_Trecho fornecido_.
• • • • • • •
O réu era o homem conhecido como Mennochio, que desempenha atividades como moleiro, trabalhando em moinhos e que viveu no século XVI. Mesmo não muito abastado, Mennochio conseguiu ter um certo nível de instrução, chegando a aprender um pouco de latim. Mas sua grande marca era ser um grande falastrão, como muitas testemunhas apontaram. E foi isso que chamou a atenção dos inquisidores. Ele gostava de apresentar suas opiniões heréticas para qualquer um que quisesse lhe ouvir.
Assim, Mennochio é convocado e preso pelo Santo Ofício, principal tribunal da inquisição. Muitos conhecidos seus o aconselharam a ficar em silêncio perante os inquisidores, mas ele não conseguia se segurar: falou acerca da criação do mundo, dos sacramentos, de Deus e do diabo, expondo toda a sua cosmovisão esquizofrênica. Os inquisidores ficaram curiosíssimos em saber que um camponês podia ter tantas ideias. Daí a extensão das inquirições.
Após várias sessões, Menocchio expõe sua cosmogonia, suas ideias de como o mundo, os anjos e os seres humanos vieram a existir. Para ele, Deus criou o mundo com uma matéria da mesma maneira que do leite se faz queijo. Os primeiros seres foram os anjos, “produzidos pela natureza da mais perfeita substância do mundo, assim como os vermes nascem do queijo” (p. 136). A história, com outras posições polêmicas, é analisada por Carlo Ginzburg no delicioso livro “O queijo e os vermes”.
• • • • • • •
_Problema proposto 1_. Liste todos os assuntos sobre os quais o réu falou diante dos inquisidores, segundo o trecho sobre o moleiro julgado pela Inquisição.
_Problema proposto 2_. Reproduza literalmente a passagem do trecho sobre o moleiro julgado pela Inquisição que se inicia nas palavras contendo "Assim, Mennochio é" e se encerra em "extensão das inquirições.".

_Informações fornecidas_.
• • • • • • •
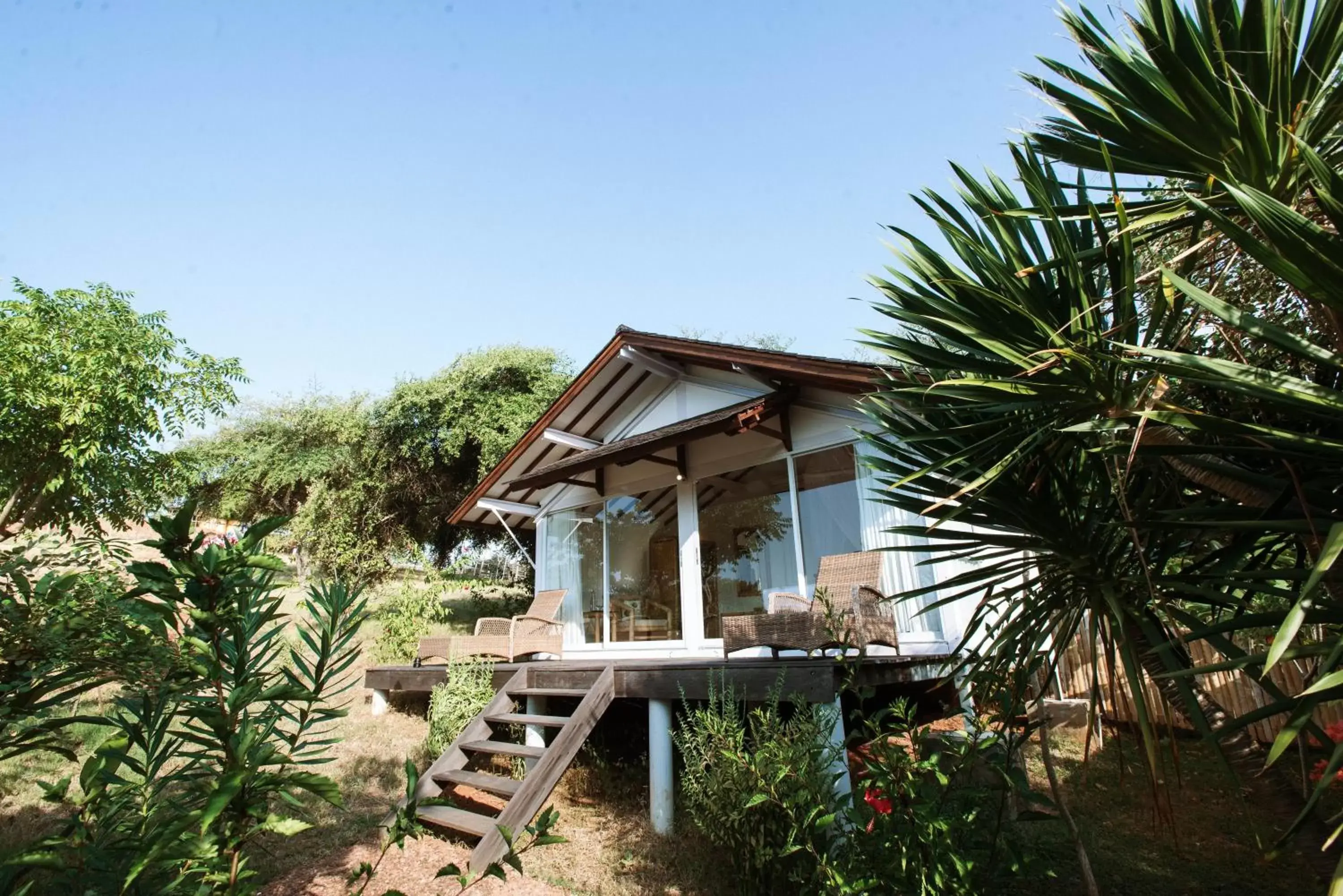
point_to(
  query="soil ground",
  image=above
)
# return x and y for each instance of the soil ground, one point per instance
(1204, 845)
• • • • • • •
_Resposta correta 1_. A criação do mundo, os sacramentos, Deus e o diabo.

_Resposta correta 2_.
Assim, Mennochio é convocado e preso pelo Santo Ofício, principal tribunal da inquisição. Muitos conhecidos seus o aconselharam a ficar em silêncio perante os inquisidores, mas ele não conseguia se segurar: falou acerca da criação do mundo, dos sacramentos, de Deus e do diabo, expondo toda a sua cosmovisão esquizofrênica. Os inquisidores ficaram curiosíssimos em saber que um camponês podia ter tantas ideias. Daí a extensão das inquirições.